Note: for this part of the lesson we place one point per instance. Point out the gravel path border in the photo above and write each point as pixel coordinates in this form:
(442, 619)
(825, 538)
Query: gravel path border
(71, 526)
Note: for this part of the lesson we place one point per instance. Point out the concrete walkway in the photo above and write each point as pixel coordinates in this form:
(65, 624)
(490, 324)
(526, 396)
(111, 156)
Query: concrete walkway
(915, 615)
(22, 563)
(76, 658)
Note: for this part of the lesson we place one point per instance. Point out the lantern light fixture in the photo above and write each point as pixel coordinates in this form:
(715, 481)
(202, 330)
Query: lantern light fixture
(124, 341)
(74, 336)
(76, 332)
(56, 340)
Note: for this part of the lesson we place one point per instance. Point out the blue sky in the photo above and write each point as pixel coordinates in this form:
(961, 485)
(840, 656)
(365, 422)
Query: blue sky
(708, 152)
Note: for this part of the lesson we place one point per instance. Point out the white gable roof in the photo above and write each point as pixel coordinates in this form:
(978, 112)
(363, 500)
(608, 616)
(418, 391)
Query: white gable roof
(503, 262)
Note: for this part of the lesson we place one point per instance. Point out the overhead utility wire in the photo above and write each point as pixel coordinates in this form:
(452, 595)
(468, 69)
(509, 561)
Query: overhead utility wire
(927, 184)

→ Activity: Every line above should be transcribed exactly.

→ Problem solution:
Note: for this part of the lesson we place one point per instance. Point out the gravel path border in the photo above and write each point as pixel coordinates in this form:
(442, 619)
(825, 538)
Query: gravel path border
(71, 526)
Note: for this part of the lesson we place one point per instance. Point out the concrete walkway in the photo above and write each point as pixel coordinates in this form:
(65, 624)
(490, 324)
(526, 396)
(111, 156)
Query: concrete walkway
(915, 615)
(22, 563)
(76, 658)
Note: for this part of the lesson we place one point per instance. Point out the lantern light fixture in the photo above and write each point as pixel coordinates in this form:
(715, 481)
(202, 330)
Query: lantern light fixture
(124, 341)
(74, 336)
(76, 332)
(56, 340)
Note: for this part of the lesson we place one point per instance. Point out the blue sky in the photo above and write each point as pixel coordinates in this form:
(961, 485)
(840, 656)
(365, 422)
Query: blue sky
(708, 152)
Note: for this part of the lesson we place one point per instance. Point out the white gable roof in the photo above and write each point as pixel coordinates in this form:
(978, 112)
(363, 500)
(608, 616)
(418, 391)
Query: white gable roof
(503, 262)
Note: for this part of the lesson we place one point per instance. Point out the overhead utility wire in the photo above and write each point as pixel coordinates in this form:
(452, 595)
(468, 69)
(509, 561)
Query: overhead utility wire
(927, 184)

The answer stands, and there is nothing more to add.